======== Stored data ========

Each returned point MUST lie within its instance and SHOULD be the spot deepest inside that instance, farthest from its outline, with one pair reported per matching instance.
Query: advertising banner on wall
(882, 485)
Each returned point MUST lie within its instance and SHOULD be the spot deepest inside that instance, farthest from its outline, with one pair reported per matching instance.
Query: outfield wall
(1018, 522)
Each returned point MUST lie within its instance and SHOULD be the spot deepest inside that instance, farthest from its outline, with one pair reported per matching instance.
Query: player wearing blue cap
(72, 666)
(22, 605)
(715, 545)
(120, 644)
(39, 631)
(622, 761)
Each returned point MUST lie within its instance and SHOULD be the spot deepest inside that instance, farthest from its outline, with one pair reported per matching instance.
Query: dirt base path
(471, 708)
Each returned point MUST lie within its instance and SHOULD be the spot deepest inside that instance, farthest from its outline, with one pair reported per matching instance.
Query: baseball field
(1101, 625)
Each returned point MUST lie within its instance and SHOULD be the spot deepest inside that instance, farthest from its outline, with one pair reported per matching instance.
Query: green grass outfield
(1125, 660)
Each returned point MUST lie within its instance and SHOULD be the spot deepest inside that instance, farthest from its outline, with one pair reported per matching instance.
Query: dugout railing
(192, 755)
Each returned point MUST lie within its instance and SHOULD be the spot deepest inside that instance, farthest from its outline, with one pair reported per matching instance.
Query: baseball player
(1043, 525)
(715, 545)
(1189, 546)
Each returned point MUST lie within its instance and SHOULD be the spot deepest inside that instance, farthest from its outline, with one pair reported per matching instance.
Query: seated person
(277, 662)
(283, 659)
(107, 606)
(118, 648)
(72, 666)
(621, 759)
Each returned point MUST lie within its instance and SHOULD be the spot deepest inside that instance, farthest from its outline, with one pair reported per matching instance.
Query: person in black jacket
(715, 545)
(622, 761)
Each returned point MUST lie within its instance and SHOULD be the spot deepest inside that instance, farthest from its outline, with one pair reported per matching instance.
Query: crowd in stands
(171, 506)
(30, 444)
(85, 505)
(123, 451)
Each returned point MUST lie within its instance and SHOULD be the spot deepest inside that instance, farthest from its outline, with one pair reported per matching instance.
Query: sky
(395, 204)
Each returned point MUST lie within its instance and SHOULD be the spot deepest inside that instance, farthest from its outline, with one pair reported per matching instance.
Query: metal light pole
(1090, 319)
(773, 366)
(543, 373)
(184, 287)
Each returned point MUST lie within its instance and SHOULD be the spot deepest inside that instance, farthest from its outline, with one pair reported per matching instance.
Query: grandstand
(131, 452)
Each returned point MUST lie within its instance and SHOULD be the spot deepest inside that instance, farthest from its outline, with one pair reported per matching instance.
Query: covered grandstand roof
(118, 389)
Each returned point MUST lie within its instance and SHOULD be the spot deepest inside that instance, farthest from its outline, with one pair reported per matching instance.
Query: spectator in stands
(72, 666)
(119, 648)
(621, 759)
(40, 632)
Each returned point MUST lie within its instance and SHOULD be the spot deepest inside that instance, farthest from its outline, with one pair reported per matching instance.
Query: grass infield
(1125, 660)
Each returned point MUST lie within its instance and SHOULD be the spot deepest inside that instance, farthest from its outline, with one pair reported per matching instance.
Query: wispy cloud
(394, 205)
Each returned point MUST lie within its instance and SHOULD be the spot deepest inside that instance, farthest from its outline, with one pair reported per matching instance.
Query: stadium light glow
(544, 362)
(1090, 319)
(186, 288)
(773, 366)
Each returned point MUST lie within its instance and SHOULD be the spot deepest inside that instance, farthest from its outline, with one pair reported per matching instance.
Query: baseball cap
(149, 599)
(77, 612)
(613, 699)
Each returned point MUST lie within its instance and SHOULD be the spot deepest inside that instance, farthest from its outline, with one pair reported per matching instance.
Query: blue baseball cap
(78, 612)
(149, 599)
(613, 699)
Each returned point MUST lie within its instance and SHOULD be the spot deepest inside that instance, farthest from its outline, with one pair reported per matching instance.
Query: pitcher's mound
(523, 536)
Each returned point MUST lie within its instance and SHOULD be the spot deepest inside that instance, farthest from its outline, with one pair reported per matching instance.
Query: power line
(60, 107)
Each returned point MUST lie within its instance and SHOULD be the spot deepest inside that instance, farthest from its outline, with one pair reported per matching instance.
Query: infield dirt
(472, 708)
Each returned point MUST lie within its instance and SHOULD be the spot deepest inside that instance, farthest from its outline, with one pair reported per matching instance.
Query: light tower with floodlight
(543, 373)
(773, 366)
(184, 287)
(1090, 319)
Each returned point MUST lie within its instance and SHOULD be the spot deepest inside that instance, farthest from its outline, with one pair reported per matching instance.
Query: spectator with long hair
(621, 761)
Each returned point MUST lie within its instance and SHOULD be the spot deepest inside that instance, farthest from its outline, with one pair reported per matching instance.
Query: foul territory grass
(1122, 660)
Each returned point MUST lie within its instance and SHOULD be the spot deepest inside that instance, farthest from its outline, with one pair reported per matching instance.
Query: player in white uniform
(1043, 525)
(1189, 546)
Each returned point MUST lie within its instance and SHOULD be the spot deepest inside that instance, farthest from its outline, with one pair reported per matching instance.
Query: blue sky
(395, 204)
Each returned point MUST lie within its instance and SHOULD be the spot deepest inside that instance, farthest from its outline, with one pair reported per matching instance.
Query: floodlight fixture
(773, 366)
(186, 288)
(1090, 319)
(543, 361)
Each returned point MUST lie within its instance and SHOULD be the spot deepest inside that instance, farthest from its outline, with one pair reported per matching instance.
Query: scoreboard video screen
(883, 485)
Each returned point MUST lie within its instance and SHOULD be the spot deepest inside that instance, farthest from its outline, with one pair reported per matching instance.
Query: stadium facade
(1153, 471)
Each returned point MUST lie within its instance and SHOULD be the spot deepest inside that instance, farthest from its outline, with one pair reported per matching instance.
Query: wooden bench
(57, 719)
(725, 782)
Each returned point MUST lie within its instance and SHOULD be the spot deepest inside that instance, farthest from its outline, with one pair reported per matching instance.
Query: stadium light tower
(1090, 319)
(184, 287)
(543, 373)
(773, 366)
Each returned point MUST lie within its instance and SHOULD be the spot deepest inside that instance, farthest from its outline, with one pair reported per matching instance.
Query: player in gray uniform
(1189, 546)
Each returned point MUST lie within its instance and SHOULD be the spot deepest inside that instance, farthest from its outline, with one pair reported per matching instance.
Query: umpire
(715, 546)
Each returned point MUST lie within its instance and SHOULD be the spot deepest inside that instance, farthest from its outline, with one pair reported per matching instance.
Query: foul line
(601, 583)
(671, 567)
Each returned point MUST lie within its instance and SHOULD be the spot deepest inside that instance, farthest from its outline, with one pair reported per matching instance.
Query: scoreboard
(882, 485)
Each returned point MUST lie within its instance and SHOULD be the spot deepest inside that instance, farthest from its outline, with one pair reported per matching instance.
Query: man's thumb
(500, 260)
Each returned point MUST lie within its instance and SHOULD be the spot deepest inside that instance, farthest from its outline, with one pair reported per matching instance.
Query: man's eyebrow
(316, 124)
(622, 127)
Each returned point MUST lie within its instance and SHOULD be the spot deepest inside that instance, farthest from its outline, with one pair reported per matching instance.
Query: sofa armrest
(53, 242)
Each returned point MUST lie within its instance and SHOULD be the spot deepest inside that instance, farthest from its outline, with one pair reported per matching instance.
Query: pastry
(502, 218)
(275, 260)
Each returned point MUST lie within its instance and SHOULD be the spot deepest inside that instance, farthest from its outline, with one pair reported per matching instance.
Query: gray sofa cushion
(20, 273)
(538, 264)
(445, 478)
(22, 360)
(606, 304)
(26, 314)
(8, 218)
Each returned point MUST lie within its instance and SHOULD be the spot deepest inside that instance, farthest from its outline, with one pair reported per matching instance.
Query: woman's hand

========

Written exercise: Would you restate each of the entries word for word?

Result:
Each returned point MUST lie within its instance and SHOULD be the spot deepest inside that instance, farthest from its outline, with one pair reported per matching instance.
Query: advertising banner on wall
(882, 485)
Each returned point MUST lie within its instance and SHOULD be the spot deepest inside that instance, farthest from its outline, with one pair reported per matching instance.
Query: outfield wall
(1018, 522)
Each returned point MUST lie within its instance and SHOULD be the spot deepest inside that instance, farthest from its outline, with one pair reported per matching instance.
Query: player wearing blue cap
(72, 666)
(22, 605)
(715, 545)
(120, 644)
(39, 631)
(622, 761)
Each returned point MUST lie within its instance and SHOULD be the spot deepest inside that instance, farthest from its outline, with one pair reported per matching instance.
Query: dirt base path
(471, 708)
Each returned point MUST lie within its instance and SHOULD be the spot deepest inside that instance, farthest from its outline, with one pair reported per matching instance.
Query: baseball field
(1101, 625)
Each returned point MUST lie within its instance and SHOULD be the spot deepest inside that instance, farthest from its outline, with one pair reported per matching instance.
Query: green grass outfield
(1125, 660)
Each returned point MUST lie within its instance and SHOULD be the spot deepest inside that instance, farthest from its outline, with one pair reported per matching instance.
Query: dugout railing
(192, 755)
Each returned point MUST lie within its instance and SHOULD be the spot deepest inside that instance, farthest from its outline, with one pair reported per matching instance.
Query: baseball player
(1043, 525)
(715, 545)
(1189, 546)
Each returned point MUST lie within its instance and SHOULD be the spot deepest inside that instance, farthest from its outline, with one pair reported per matching instance.
Query: seated person
(277, 662)
(283, 659)
(107, 606)
(118, 648)
(72, 666)
(621, 759)
Each returned point MUST lie within its instance and SHOULD be the spot deepest inside that instance, farthest from its outline, with one pair reported per matching instance.
Query: person in black jacket
(715, 545)
(622, 761)
Each returned point MUST lie within its instance and SHOULD be the spot deepest inside that instance, farthest from its outline, with one pair reported per matching instance.
Query: crowd in stands
(171, 506)
(30, 444)
(85, 505)
(123, 451)
Each returned point MUST lie within its instance and SHOULD be the spot deepest inside that instance, farthest from its outline, with one pair reported per matching instance.
Query: sky
(395, 204)
Each returned point MUST lie within its instance and SHOULD be the spot deepest inside that instance, farthest from its outline, with one pair reported per matching instance.
Query: metal light pole
(1090, 319)
(773, 366)
(543, 373)
(184, 287)
Each returned point MUST lie within its instance and SHOULD be the spot deepest inside that instance, farthest from its outline, with one pair reported per matching instance.
Query: grandstand
(131, 452)
Each returned point MUST lie within its instance and SHOULD be the spot deepest inside that instance, farthest from its outline, with one pair reported per matching instance.
Query: covered grandstand roof
(118, 389)
Each returned point MUST lie within its instance and SHOULD be the spot deepest inside that instance, farthest from its outline, with one pair reported per matching instance.
Query: spectator in stands
(72, 666)
(119, 648)
(621, 759)
(40, 632)
Each returned point MUST lie within its instance and SHOULD be the spot deepest inside that instance, farthest from its outline, with one pair reported per matching instance.
Query: grass infield
(1125, 660)
Each returned point MUST lie within its instance and SHOULD be the spot deepest inside that instance, farthest from its outline, with one pair reported per matching instance.
Query: wispy cloud
(394, 205)
Each returned point MUST lie within its instance and SHOULD be the spot deepest inside that instance, farthest from its outline, with one pair reported per matching instance.
Query: stadium light glow
(544, 362)
(1090, 319)
(186, 288)
(773, 366)
Each returned point MUST lie within its instance and SHOULD be the spot deepest inside that instance, farthest from its outline, with one pair reported per matching instance.
Query: baseball cap
(149, 599)
(77, 612)
(613, 699)
Each returned point MUST lie within its instance and SHOULD be the spot deepest inside that instance, farthest from its outline, with one pair reported per matching instance.
Query: blue baseball cap
(78, 612)
(149, 599)
(613, 699)
Each returned point MUST lie within its instance and SHOULD be the spot deepest inside that instance, farthest from its outline, with one pair reported per matching instance.
Query: pitcher's mound
(523, 536)
Each returned point MUST lie within its instance and SHOULD be the spot deepest inside that instance, farthest from its outline, with one pair reported per matching instance.
Query: power line
(60, 107)
Each returned point MUST lie within its instance and SHOULD be the spot deepest inside that instance, farthest from its outline, with one pair reported per matching instance.
Query: infield dirt
(472, 708)
Each returned point MUST lie within its instance and SHOULD be the spot deepest inside that instance, farthest from its outline, with one pair reported per matching instance.
Query: light tower with floodlight
(543, 373)
(773, 366)
(184, 287)
(1090, 319)
Each returned point MUST lie within its instance and SHOULD be the spot deepest inside that instance, farthest from its outline, with one pair reported per matching instance.
Query: spectator with long hair
(621, 761)
Each returned point MUST lie within its instance and SHOULD be the spot deepest inside that instance, farthest from its outline, with one pair reported per matching instance.
Query: foul territory grass
(1122, 660)
Each returned point MUST lie within its instance and SHOULD be the spot deepest inside that instance, farthest from its outline, with one pair reported per matching instance.
Query: player in white uniform
(1043, 525)
(1189, 546)
Each returned point MUST lie within its instance and SHOULD be the spot deepest inside that instance, farthest from its outline, with one pair reported per matching instance.
Query: blue sky
(395, 204)
Each returned point MUST lie within its instance and SHOULD be the spot deepest inside that instance, farthest from its outline, with one pair reported per matching instance.
Query: floodlight fixture
(773, 366)
(186, 288)
(1090, 319)
(543, 361)
Each returned point MUST lie within its instance and SHOULD be the spot deepest inside that instance, farthest from its outline, with one pair reported per matching instance.
Query: scoreboard video screen
(883, 485)
Each returned point MUST lie within its instance and SHOULD be the spot deepest inside that instance, farthest from its outline, with one pair reported per matching instance.
Query: stadium facade
(1153, 471)
Each returned point MUST lie within its instance and SHOULD be the spot deepest inside that instance, farthest from its outline, with one pair reported per matching instance.
Query: wooden bench
(57, 719)
(725, 782)
Each returned point MUST lie within its instance and SHOULD be the spot deepest inside that instance, farthest from its outline, with one pair reported per matching instance.
Query: stadium light tower
(1090, 319)
(184, 287)
(543, 373)
(773, 366)
Each returned point MUST lie within its instance and SHOULD be the spot deepest inside that instance, farthest from its outline, with one pair reported per matching instance.
Query: player in gray uniform
(1189, 546)
Each returned point MUST lie within its instance and SHOULD be the spot deepest inside that instance, farthest from its outline, with one pair reported per matching instance.
Query: umpire
(715, 546)
Each returned point MUST lie within its instance and SHOULD be the spot deepest inside that instance, farthest from its outline, with one pair reported per matching instance.
Query: foul line
(601, 583)
(671, 567)
Each returned point MUST lie within its instance and SHOULD be the spot deepest inside that instance, farthest from its outline, with one pair reported per matching instance.
Query: scoreboard
(882, 485)
Each returned point MUST lie within its instance and SHOULD be the spot deepest inside that instance, farthest from its outline, with one pair reported per matching instance.
Query: man's thumb
(500, 260)
Each returned point MUST lie within its instance and SHOULD be the spot deepest inside that instance, farthest from its outline, with one pair reported per matching instance.
Query: man's eyebrow
(316, 124)
(622, 127)
Each returned point MUST lie within its instance and SHOULD be the spot deepest inside that instance, farthest from its outline, with one pair reported per matching instance.
Query: sofa armrest
(53, 242)
Each returned point MUST lie within its instance and SHOULD be the spot deepest inside that instance, farthest from its outline, with one pair reported per matching instance.
Query: pastry
(502, 218)
(275, 260)
Each returned point MUST lie within its instance and SHOULD be the spot deepest inside that instance, farthest from its outline, with one pair reported per matching instance.
Query: gray sofa cushion
(20, 273)
(538, 264)
(445, 478)
(22, 360)
(606, 304)
(26, 314)
(8, 218)
Each returned point MUST lie within its instance and SHOULD be the spot deepest inside that instance, farthest from its outline, with one pair reported per matching instance.
Query: woman's hand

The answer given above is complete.